TASK GOAL: According to the news report on the Southwest Idaho Treatment Center, how many of the center's residents did the investigation find were abused?

TEXT PASSAGE:
=-=-=

- Associated Press - Tuesday, August 8, 2017

BOISE, Idaho (AP) - Six employees at a treatment center for people with severe disabilities have lost their jobs after an investigation concluded that some staffers physically and psychologically abused residents, Idaho’s welfare agency said Tuesday.

Two of the employees abused the residents at a unit of the Southwest Idaho Treatment Center in Nampa and four other employees knew about the abuse but did not report it, which is considered neglect, the Idaho Department of Health and Welfare said. They either voluntarily resigned or were terminated, the department said, declining to comment further.

Seven of the center’s 20 residents were abused, the investigation found.

The abuse was primarily psychological, resulting in bullying and insulting residents, said department spokeswoman Niki Forbing-Orr. However, the investigation found three incidents of physical abuse, including an employee slapping a resident and an employee applying inappropriate pressure on a resident’s jaw.

“These employees cannot work for health and welfare again,” Forbing-Orr said.

The department’s director, Russ Barron said in a statement that the work environment at the treatment center was challenging but “six employees engaging in this type of conduct is six employees too many.”

Department officials learned about the alleged abuse in June, when a center employee reported concerns about resident safety, said Forbing-Orr. The investigation covered the entire treatment center’s campus but officials focused their attention on one section of a building, she said.

The department said police were notified after the allegations surfaced. Authorities have since confirmed they have launched separate criminal investigations involving accusations of staff-on-resident abuse and neglect at the center. That investigation is still ongoing.

=-=-=

RECORDS SHOWN:
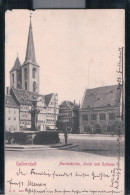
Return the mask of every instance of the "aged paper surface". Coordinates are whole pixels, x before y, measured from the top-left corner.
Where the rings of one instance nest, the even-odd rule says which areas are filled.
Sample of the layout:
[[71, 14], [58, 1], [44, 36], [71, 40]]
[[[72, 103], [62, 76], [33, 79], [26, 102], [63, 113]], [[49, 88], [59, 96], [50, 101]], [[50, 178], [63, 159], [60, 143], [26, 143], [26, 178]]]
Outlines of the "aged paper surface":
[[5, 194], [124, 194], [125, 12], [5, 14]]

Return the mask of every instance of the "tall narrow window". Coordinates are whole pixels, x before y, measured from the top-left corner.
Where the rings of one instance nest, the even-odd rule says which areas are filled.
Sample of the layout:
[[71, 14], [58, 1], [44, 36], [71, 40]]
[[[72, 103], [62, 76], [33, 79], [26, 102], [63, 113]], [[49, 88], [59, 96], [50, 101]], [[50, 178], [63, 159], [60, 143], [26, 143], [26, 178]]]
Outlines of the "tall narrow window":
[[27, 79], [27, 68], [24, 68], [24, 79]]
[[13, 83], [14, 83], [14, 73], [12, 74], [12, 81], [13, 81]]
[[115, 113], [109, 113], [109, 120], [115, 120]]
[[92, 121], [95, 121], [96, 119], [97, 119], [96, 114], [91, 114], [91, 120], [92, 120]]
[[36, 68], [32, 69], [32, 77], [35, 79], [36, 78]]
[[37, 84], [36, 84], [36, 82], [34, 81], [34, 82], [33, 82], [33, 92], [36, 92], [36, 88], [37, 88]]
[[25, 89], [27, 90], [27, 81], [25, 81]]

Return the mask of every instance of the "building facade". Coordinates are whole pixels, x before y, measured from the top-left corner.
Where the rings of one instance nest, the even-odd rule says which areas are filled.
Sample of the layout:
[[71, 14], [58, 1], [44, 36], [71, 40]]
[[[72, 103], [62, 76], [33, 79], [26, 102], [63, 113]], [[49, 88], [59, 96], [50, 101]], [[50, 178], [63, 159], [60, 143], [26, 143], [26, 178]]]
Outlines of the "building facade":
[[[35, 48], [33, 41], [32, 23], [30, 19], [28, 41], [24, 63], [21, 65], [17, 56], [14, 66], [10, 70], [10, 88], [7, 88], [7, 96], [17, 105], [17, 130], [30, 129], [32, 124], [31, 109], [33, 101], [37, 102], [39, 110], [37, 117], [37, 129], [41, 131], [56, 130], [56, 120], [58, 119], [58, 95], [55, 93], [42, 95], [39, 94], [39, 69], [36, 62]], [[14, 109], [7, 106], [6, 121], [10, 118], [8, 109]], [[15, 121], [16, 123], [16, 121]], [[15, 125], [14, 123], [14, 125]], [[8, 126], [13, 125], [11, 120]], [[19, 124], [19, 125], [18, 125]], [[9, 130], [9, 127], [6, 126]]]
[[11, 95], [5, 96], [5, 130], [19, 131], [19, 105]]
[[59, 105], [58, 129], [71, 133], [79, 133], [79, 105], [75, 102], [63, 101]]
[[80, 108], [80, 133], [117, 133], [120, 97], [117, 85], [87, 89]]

=-=-=

TASK OUTPUT: Seven of the center's 20 residents were abused.